#### Texto dado

★ ★ ★

Bueno… volvamos al asunto “Japón”… Japón no es mi país ni cultura preferidos en Asia, pero sí mi primera experiencia en Oriente, algo así como mi primer amor, mi primera amante “prohibida”… De hecho mi primer viaje largo, especial, fue a Japón, en los ochenta… —ay, dios, cuánto tiempo. Estuve tres semanas; era septiembre cuando llegué, final de septiembre: los parques, los bosques, amarilleaban y luego anaranjeaban, por días, por horas, se hacían oro viejo antes incluso que el tiempo les reclamara su deuda con la vida... Además de Tokio, estuve entonces en Kamakura, en Nara, en Kyoto y en Osaka. En mi primera noche en Tokio estuve alojado en un hotel en Ginza, en una habitación absolutamente cool y “supertechno” en donde experimenté el trance de mi primer terremoto y la sorpresa de sentir cómo mi cama se movía aun sin querer —tampoco es que haya aprendido desde entonces a moverla queriendo; bueno, sí, un poco… queriendo se puede mover hasta el universo a tu alrededor… Pues eso, que vaya susto… —nuestro primer terremoto, como otros primeros estremecimientos del cuerpo, son inolvidables… ¿no?

★ ★ ★

#### Entradas dadas
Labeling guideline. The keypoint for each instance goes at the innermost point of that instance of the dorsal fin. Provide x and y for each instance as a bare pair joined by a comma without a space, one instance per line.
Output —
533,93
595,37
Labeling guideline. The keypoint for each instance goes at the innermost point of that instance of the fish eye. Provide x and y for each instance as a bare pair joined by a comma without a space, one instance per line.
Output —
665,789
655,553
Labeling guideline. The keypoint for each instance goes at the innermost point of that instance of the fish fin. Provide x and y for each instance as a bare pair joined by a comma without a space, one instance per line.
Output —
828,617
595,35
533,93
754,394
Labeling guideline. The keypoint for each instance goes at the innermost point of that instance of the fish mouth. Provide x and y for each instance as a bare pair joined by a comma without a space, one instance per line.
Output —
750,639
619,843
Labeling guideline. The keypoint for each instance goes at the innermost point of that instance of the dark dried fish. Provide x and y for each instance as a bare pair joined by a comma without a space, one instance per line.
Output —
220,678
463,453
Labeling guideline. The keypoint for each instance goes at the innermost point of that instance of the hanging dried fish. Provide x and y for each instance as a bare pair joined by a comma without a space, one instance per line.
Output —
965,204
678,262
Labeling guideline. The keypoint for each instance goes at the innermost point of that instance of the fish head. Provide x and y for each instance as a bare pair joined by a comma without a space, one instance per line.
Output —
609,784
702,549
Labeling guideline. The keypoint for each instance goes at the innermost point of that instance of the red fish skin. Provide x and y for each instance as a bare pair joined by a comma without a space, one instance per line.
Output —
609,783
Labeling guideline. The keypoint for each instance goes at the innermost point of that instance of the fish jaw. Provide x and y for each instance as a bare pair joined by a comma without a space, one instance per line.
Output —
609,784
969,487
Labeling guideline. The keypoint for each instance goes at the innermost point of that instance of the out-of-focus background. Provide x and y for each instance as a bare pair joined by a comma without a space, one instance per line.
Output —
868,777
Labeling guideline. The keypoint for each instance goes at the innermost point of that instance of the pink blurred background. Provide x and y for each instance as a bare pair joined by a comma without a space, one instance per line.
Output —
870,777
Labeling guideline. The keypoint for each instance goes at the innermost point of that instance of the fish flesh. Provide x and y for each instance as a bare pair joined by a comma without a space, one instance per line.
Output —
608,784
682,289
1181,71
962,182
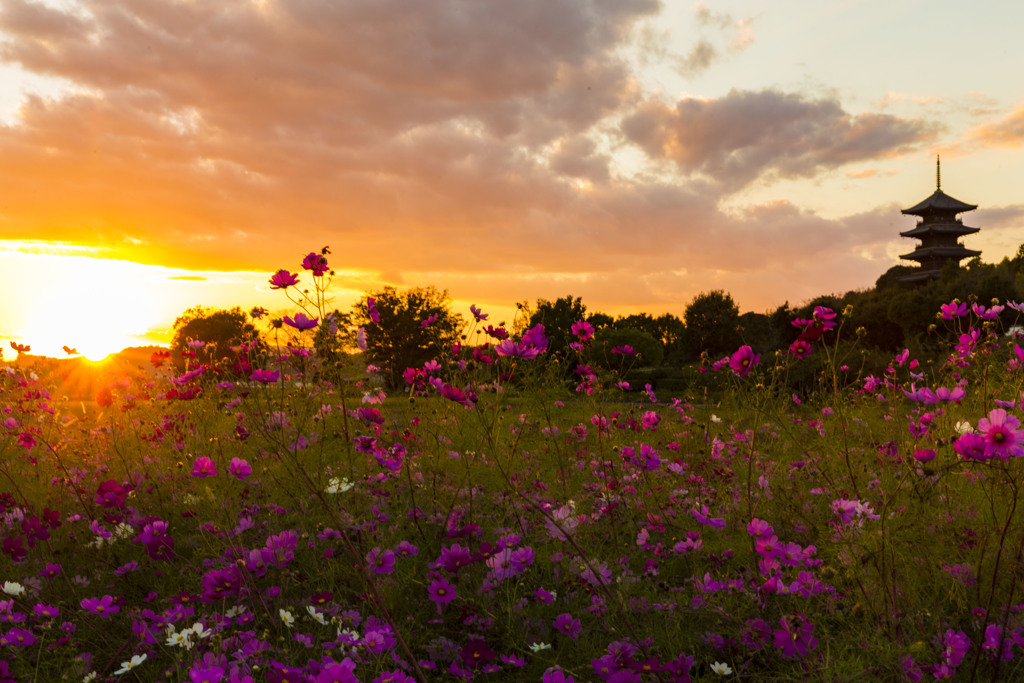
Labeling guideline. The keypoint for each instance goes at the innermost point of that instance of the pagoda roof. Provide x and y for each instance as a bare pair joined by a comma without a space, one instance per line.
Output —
940,228
920,275
939,202
941,252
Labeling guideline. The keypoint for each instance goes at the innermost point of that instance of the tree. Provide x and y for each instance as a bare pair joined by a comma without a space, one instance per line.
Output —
647,351
218,329
711,324
557,317
414,327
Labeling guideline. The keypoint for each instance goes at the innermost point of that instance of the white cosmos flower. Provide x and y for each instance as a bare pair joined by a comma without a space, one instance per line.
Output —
201,631
338,485
12,588
128,666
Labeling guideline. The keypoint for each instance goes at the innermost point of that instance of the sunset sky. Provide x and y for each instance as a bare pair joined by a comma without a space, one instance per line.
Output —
156,155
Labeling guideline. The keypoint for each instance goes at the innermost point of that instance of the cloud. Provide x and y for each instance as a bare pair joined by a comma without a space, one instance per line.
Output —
465,144
742,135
704,53
1007,132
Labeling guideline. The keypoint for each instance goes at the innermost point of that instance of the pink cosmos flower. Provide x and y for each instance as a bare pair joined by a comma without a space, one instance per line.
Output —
800,349
316,263
796,637
952,309
103,606
583,330
204,467
1003,438
986,314
380,561
441,592
240,468
743,360
265,376
301,322
283,280
567,625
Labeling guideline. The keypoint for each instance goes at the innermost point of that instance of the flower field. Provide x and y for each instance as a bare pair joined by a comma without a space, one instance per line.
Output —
501,517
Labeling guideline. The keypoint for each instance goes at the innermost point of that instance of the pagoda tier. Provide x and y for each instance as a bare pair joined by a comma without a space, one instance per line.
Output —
939,231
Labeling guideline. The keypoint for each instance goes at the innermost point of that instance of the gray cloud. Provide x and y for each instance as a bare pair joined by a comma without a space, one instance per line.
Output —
735,138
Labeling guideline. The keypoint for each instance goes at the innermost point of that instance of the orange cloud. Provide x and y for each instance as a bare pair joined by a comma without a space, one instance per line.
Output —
470,145
1007,132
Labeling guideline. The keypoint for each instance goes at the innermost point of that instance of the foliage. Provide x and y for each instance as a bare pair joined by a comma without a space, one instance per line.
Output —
711,319
415,326
649,351
218,330
499,525
557,317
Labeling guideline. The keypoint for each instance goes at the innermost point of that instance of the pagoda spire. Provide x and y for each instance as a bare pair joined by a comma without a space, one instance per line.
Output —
939,231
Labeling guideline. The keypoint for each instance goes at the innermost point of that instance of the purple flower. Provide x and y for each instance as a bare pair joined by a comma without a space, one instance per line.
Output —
240,468
952,309
441,592
567,625
265,376
316,263
743,360
380,562
1003,438
206,674
583,330
283,280
102,606
337,673
204,467
555,675
301,322
796,636
972,446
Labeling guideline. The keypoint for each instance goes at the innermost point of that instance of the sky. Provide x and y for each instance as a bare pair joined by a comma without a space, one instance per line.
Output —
156,155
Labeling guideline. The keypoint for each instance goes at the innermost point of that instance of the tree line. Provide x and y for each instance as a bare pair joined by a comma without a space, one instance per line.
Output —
408,328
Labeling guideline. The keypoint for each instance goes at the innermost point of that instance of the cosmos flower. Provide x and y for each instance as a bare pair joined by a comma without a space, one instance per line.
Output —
301,322
1001,434
283,280
743,360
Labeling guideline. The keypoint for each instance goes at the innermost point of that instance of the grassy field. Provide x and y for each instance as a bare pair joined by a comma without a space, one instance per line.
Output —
545,527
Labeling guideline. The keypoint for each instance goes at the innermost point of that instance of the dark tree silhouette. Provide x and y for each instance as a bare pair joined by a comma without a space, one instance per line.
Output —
402,337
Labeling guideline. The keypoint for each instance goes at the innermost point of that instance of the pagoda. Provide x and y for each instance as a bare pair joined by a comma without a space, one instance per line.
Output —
939,231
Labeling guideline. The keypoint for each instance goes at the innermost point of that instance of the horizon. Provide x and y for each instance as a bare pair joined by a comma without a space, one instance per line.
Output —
634,155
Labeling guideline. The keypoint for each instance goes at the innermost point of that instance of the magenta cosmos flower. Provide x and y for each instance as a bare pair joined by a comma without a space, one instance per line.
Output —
1003,438
283,280
204,467
265,376
743,360
301,322
103,606
316,263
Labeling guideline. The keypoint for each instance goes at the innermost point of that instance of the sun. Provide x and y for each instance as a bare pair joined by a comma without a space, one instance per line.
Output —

★ ★ ★

#### Qué se pide
1 > Enumera las ciudades en las que, según el texto sobre el viaje a Japón, se estuvo durante aquel primer viaje.
2 > Reproduce sin cambios todas las líneas de las entradas, desde la que contiene "the dark tree" hasta el final de las entradas, ambas incluidas.
El texto y las entradas no guardan relación entre sí.

#### Respuestas
1 > Tokio, Kamakura, Nara, Kyoto y Osaka.

2 >
Labeling guideline. The keypoint for each instance goes at the innermost point of that instance of the dark tree silhouette. Provide x and y for each instance as a bare pair joined by a comma without a space, one instance per line.
Output —
402,337
Labeling guideline. The keypoint for each instance goes at the innermost point of that instance of the pagoda. Provide x and y for each instance as a bare pair joined by a comma without a space, one instance per line.
Output —
939,231
Labeling guideline. The keypoint for each instance goes at the innermost point of that instance of the horizon. Provide x and y for each instance as a bare pair joined by a comma without a space, one instance per line.
Output —
634,155
Labeling guideline. The keypoint for each instance goes at the innermost point of that instance of the magenta cosmos flower. Provide x and y for each instance as a bare pair joined by a comma without a space, one instance per line.
Output —
1003,438
283,280
204,467
265,376
743,360
301,322
103,606
316,263
Labeling guideline. The keypoint for each instance goes at the innermost point of that instance of the sun. Provide x and y for each instance as a bare pair joined by a comma without a space, one instance per line.
Output —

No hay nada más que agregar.